"Process Documents

marvinrj
marvinrj New Altair Community Member
edited November 5 in Community Q&A
I was thinking if there's some clustering technique which allows automatic numbering of K (The number of clusters which should be used). i can't classify manually to confirm. could anyone advise me on it?

Answers

  • Hello

    The DBSCAN clustering algorithm will find a value of k but you still have to choose the optimum values for two parameters, namely, epsilon and min_points. So there is, unfortunately, no free lunch. You can use RapidMiner to try these parameter combinations and count the number of clusters that are found and then you can spot where there seem to be regions in the search space that tend to produce the same numbers of clusters.

    <shameless self promotion>
    You could download an example that I made here http://rapidminernotes.blogspot.com/2010/12/counting-clusters.html.
    </shameless self promotion>

    Many other techniques exist for finding clusters. The key is that they are unsupervised so a person always has to look at the answers to determine if they are right or not.

    regards

    Andrew
  • marvinrj
    marvinrj New Altair Community Member
    hi,

    It would be the solution to my problem. But when i've applied that clustering algorithm, the program was processing for over 2 hours. Then i 've stopped the process.
    that was normal??

    thanks awchisholm.
  • Hello

    You will often find that the run time is excessive; the number of examples, the number of attributes and the algorithm all contribute as well as the brute force nature of the search. To see what time to expect, you could reduce the example set by using the sample operator. Start with a very small number of examples like 1% of the total and see if the clustering completes at all. Then increase to 2%, 5% and so on. You should be able to make a prediction about how long it might take for the full data set.

    Regards

    Andrew

Problem to solve
Transcribe the part of the clustering thread starting at "It would be" and ending at "full data set.". Rely only on the clustering thread for what comes next.

Information shown
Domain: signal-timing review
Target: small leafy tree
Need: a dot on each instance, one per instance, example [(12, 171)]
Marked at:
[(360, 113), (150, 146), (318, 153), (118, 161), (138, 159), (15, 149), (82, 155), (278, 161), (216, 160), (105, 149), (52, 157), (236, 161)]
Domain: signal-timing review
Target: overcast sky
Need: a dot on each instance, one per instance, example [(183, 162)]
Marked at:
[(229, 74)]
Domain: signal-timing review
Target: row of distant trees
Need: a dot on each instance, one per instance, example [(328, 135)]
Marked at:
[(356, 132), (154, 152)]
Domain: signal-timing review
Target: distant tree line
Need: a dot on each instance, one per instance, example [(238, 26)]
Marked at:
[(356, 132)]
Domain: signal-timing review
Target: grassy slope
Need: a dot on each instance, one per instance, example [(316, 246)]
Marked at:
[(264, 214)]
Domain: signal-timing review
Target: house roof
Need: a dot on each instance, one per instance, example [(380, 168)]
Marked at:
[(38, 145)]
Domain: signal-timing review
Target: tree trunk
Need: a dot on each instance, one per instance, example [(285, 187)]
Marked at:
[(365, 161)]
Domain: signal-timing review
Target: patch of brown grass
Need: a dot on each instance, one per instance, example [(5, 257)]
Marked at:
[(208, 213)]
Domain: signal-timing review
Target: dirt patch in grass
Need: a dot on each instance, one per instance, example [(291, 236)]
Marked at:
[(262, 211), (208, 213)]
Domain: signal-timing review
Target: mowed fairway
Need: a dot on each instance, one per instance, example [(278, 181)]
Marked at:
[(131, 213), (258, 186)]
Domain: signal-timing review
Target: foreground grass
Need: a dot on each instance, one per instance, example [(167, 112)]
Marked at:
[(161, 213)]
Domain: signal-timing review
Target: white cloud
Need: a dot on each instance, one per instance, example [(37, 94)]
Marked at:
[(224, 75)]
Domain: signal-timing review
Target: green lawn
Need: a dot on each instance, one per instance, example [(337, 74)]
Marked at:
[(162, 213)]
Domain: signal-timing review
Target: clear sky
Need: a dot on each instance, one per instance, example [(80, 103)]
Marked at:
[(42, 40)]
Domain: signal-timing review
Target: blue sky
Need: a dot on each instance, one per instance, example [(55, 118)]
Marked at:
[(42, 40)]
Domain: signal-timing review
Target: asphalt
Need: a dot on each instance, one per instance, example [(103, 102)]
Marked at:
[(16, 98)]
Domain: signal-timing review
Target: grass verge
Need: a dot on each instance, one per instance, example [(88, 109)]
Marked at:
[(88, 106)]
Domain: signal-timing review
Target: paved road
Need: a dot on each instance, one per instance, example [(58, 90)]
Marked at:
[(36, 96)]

Response for this exercise
It would be the solution to my problem. But when i've applied that clustering algorithm, the program was processing for over 2 hours. Then i 've stopped the process.
    that was normal??

    thanks awchisholm.
  • Hello

    You will often find that the run time is excessive; the number of examples, the number of attributes and the algorithm all contribute as well as the brute force nature of the search. To see what time to expect, you could reduce the example set by using the sample operator. Start with a very small number of examples like 1% of the total and see if the clustering completes at all. Then increase to 2%, 5% and so on. You should be able to make a prediction about how long it might take for the full data set.